## TASK
Report how many lines in the items below contain the word "each". Give only the number.
··········
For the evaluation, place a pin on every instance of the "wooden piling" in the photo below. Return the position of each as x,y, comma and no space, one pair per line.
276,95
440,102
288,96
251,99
··········
## SOLUTION TO THE EXERCISE
1